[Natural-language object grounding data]
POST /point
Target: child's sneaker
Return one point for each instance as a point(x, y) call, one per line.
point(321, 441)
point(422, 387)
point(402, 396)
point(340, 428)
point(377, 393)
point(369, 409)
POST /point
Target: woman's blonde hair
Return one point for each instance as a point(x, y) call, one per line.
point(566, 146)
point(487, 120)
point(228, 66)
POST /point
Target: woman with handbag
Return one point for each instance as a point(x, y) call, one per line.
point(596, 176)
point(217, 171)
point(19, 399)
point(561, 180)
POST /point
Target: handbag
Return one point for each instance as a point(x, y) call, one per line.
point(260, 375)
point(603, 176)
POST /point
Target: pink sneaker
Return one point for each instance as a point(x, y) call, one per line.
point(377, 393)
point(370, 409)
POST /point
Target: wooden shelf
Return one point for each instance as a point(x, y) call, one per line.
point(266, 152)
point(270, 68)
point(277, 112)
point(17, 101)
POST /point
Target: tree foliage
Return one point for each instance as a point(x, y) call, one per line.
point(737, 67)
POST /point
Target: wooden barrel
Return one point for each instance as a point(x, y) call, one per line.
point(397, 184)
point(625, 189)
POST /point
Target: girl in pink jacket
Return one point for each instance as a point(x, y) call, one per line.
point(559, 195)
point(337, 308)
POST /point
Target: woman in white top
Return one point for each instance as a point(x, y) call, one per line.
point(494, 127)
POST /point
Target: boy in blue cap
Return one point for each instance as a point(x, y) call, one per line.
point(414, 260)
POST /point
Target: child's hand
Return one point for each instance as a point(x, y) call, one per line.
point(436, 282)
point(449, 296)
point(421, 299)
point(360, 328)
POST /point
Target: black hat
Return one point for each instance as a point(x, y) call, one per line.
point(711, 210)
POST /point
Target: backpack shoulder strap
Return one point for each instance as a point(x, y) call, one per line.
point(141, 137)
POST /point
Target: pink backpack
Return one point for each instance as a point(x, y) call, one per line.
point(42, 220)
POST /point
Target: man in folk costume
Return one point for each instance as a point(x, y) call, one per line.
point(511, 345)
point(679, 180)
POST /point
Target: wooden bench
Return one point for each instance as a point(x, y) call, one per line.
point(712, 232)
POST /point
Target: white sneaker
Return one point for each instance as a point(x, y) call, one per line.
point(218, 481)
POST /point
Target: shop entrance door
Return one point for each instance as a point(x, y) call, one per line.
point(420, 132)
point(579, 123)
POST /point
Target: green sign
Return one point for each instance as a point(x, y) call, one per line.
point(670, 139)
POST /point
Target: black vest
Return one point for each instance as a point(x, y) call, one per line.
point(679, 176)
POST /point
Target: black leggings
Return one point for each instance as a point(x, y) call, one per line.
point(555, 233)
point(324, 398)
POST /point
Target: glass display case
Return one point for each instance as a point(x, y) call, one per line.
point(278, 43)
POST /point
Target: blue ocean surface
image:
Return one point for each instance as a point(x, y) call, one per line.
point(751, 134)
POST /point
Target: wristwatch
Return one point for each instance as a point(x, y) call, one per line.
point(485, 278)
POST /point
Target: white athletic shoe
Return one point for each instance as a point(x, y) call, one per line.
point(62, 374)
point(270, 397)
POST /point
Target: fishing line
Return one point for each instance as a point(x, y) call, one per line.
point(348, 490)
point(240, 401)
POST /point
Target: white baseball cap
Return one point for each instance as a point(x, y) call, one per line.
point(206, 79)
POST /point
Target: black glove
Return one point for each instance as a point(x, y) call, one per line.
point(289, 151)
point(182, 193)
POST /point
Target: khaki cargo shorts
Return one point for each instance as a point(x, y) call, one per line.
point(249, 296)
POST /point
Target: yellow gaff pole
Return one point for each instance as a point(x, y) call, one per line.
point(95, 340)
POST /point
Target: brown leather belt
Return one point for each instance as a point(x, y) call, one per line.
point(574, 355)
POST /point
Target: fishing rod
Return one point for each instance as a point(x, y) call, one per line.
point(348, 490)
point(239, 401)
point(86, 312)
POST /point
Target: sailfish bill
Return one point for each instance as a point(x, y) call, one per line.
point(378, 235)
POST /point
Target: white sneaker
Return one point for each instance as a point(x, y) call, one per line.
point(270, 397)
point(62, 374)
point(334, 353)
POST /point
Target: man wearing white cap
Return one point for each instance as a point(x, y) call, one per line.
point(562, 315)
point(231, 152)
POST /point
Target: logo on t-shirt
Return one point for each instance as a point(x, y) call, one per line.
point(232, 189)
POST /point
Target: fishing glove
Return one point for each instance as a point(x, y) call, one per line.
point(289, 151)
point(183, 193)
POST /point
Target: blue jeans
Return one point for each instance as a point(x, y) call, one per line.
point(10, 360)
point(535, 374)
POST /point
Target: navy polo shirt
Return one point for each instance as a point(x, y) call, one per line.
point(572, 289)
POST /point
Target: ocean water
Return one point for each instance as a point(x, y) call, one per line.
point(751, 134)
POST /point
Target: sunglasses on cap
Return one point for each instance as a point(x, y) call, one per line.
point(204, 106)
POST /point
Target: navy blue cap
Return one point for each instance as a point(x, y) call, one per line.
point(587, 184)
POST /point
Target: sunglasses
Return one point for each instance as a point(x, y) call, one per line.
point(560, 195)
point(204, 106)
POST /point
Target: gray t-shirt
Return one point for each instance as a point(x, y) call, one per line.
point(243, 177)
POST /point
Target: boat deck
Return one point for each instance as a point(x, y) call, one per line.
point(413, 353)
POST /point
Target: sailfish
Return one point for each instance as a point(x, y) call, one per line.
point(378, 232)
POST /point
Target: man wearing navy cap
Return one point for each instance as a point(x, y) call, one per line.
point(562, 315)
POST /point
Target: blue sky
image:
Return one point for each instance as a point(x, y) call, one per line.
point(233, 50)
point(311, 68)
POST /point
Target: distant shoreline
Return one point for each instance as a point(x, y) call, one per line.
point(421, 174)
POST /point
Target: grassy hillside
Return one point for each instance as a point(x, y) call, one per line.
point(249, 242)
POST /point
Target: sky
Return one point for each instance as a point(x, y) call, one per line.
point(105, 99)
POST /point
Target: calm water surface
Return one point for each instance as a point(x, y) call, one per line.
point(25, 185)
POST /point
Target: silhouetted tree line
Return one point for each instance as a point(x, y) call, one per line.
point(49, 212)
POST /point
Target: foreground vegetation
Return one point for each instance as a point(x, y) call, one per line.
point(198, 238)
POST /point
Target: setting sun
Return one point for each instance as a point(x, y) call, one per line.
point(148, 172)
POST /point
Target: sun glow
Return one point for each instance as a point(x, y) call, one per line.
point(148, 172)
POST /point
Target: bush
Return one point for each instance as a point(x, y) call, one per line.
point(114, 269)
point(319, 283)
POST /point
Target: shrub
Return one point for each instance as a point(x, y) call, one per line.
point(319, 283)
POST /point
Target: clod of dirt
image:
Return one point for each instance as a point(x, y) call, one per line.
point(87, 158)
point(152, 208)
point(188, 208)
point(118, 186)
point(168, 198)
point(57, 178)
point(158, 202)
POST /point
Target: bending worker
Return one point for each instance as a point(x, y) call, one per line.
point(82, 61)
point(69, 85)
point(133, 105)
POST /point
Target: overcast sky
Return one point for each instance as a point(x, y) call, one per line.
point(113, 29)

## Problem
Print only the lines from the top of the data above down to the line holding "Target: woman's blonde hair", inclusive.

## Response for this exercise
POST /point
Target: child's sneaker
Return one point for each instance as a point(x, y) call, one per line.
point(321, 441)
point(422, 387)
point(402, 396)
point(340, 428)
point(377, 393)
point(369, 409)
POST /point
Target: woman's blonde hair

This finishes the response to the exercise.